_Extracted text_
New and tougher rules designed to protect coal miners from the coal and silica dust that causes the fatal disease black lung may not be enough to stem an "epidemic" of the worst stages of the disease or the highest rates of disease in Central Appalachia in 25 years.
That's the conclusion of a review of the federal government's latest efforts to keep coal miners from being exposed to excessive and toxic amounts of the dust they create as they cut into coal seams.
The review, released Thursday from the National Academies of Sciences, Engineering, and Medicine, notes that coal mine operators comply with the new dust control regulations at a rate of more than 99 percent, but "these approaches may not guarantee that exposures will be controlled adequately or that future disease rates will decline."
The NAS review committee of mining experts says "a fundamental shift is needed in the way mine operators approach exposure control," including "beyond compliance" efforts that exceed the safety requirements of federal rules and regulations.
The new dust control measures were imposed by the federal Mine Safety and Health Administration during the Obama administration and took full effect in August 2016. They require a select number of miners to wear dust-sampling devices that can monitor coal dust exposure in real time. Previously, samples could take weeks to analyze.
The real-time monitoring gives the miners and mine operators the chance to adapt so that workers are exposed to less dust. They can boost ventilation that sends clean air through the mine to sweep away dust. They can increase the amount of water sprayed on the coal seam as mining machines dig into the coal. They can slow mining machines so they produce less dust. And they can move exposed miners to areas with less or no dust.

_Given records_
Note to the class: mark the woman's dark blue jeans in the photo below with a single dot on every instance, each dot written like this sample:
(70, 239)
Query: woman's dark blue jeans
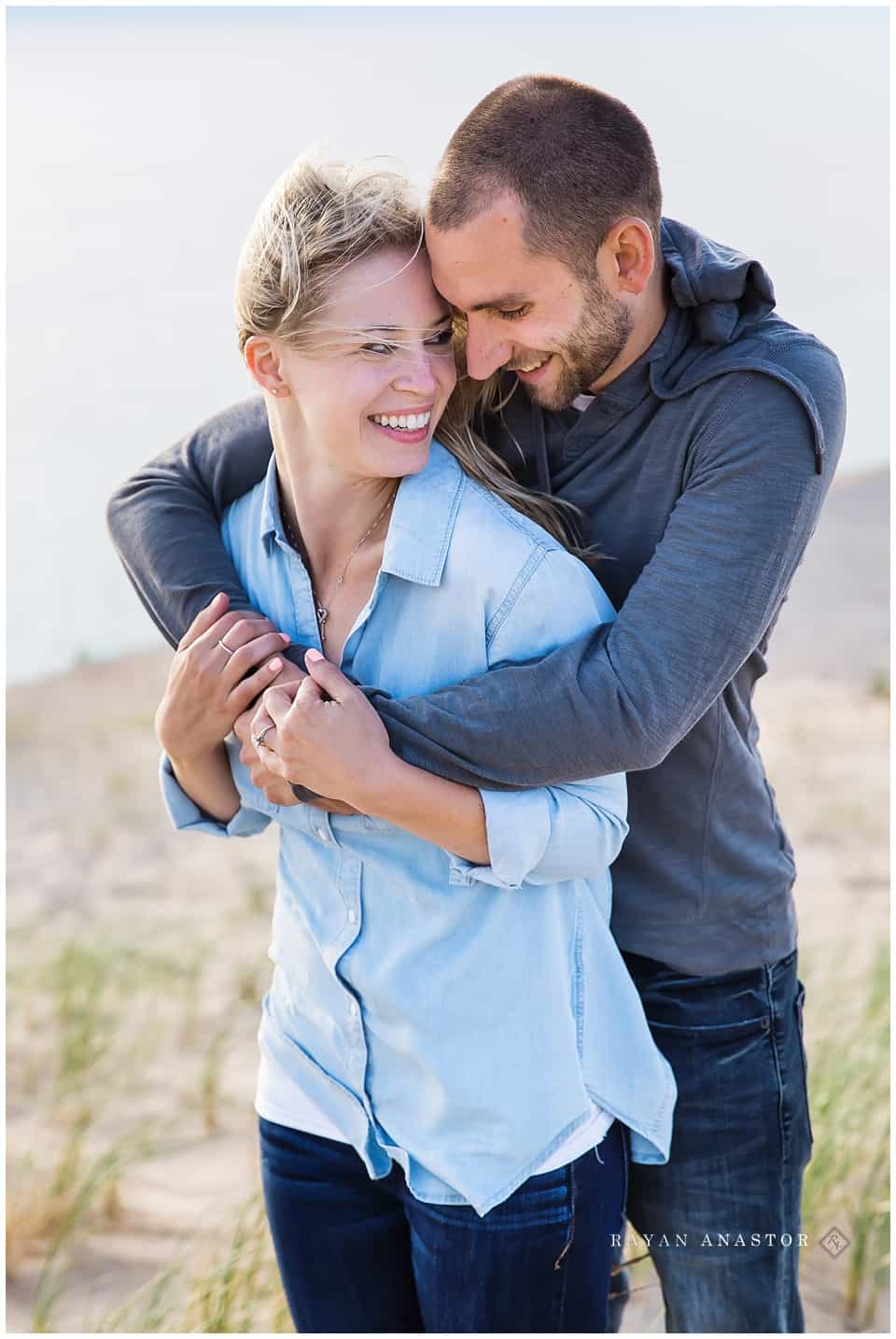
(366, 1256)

---

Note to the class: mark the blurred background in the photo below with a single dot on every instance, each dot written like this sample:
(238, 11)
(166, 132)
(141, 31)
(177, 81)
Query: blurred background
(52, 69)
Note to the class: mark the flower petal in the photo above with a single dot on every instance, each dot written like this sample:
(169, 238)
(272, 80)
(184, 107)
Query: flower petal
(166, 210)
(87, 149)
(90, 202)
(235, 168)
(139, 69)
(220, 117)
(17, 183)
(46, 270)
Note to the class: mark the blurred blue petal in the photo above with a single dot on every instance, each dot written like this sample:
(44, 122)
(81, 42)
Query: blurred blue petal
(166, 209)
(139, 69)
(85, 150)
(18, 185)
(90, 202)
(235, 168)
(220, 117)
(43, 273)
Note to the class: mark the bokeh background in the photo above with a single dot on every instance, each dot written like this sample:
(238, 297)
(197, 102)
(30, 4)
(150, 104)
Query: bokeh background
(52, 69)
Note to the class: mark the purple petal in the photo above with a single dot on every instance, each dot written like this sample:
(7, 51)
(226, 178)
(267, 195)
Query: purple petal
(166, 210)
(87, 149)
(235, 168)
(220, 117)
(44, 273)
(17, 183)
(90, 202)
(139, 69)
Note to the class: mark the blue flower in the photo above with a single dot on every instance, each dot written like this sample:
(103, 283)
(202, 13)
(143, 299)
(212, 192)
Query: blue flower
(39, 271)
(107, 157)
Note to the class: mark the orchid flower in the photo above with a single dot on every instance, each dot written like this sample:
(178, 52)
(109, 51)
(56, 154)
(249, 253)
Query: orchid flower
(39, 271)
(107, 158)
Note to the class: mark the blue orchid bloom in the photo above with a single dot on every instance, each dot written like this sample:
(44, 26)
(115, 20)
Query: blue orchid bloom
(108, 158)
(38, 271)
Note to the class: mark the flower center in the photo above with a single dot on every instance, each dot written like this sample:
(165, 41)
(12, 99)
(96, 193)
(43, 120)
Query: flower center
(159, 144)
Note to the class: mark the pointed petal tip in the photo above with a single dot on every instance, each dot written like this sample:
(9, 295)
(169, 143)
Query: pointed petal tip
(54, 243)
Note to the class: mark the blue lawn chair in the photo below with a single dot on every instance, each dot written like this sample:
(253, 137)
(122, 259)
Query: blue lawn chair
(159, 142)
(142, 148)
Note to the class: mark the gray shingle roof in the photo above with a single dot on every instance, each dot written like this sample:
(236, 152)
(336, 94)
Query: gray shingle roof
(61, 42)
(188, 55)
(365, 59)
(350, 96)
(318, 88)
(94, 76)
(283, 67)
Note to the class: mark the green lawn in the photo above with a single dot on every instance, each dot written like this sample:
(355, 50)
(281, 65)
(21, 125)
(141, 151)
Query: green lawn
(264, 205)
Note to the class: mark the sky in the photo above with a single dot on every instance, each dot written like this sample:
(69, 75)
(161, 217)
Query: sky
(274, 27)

--

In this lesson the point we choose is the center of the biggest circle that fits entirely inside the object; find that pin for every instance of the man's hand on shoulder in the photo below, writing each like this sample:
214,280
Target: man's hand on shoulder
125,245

_Assignment 1_
From the black lung article, list each step that miners and mine operators can take once real-time monitoring shows high dust levels.
_Assignment 2_
Carry the black lung article forward from its final sentence.
The listing plays no part in what comes next.

_Exercise answer 1_
- Boost ventilation that sends clean air through the mine to sweep away dust
- Increase the amount of water sprayed on the coal seam as mining machines dig into the coal
- Slow mining machines so they produce less dust
- Move exposed miners to areas with less or no dust

_Exercise answer 2_
But the NAS committee found that dust readings may still be inadequate because they "may not be representative of the dust exposure to others not wearing the device."
"We still have to sample more people and we have to sample them more frequently," says Dr. Robert Cohen, a pulmonologist and black lung researcher at the University of Illinois, Chicago, who reviewed drafts of the report.
Also, the new dust monitors do not provide real-time sampling of silica dust, which is created when mining machines cut into sandstone and is far more toxic than coal dust alone. Cutting sandstone has occurred more often in Central Appalachia as large coal seams are mined out and the thinner seams that remain have sandstone mixed with the coal.
The NAS report calls for the development of a real-time silica dust sampling monitor, and the National Institute for Occupational Safety and Health is trying to invent such a device. So far, NIOSH has produced a monitoring system that provides silica exposure results at the end of a miner's shift. It is expected to be available to mining companies for voluntary use soon.
Rep. Bobby Scott, D-Va., the ranking Democrat on the House Committee on Education and the Workforce, wants MSHA to require use of the new end-of-shift monitors.
"Mine operators do not have to monitor for silica exposure to miners, and MSHA only samples for silica four times a year, " Scott says. "If MSHA were to require operators to use this sensible technology, it would help save the lives of the miners it is charged to protect."
MSHA chief David Zatezalo, a former mining company executive and industry lobbyist, told Scott in February that "MSHA is working with NIOSH to determine the accuracy and the reliability of any end-of-shift monitoring technology."
The National Mining Association, which represents coal companies, said in a statement that its members "have been pursuing a 'beyond compliance approach' for decades" but added "we are in absolute agreement that more must be done to significantly enhance health protection for our nation's coal miners."
MSHA spokeswoman Amy Louviere, asked for comment on the NAS report, said: "We will be reviewing the report thoroughly before making any public comment."
The NAS review was sought by Republican members of Congress and was mandated in a 2016 appropriations act. That raised concerns that "there might be some aspects of the report that might be used to undermine and roll back these regulations," says Cohen, the black lung researcher.
But "it didn't have that in there," Cohen adds. "In fact, it really recommended people going further than the current regulations."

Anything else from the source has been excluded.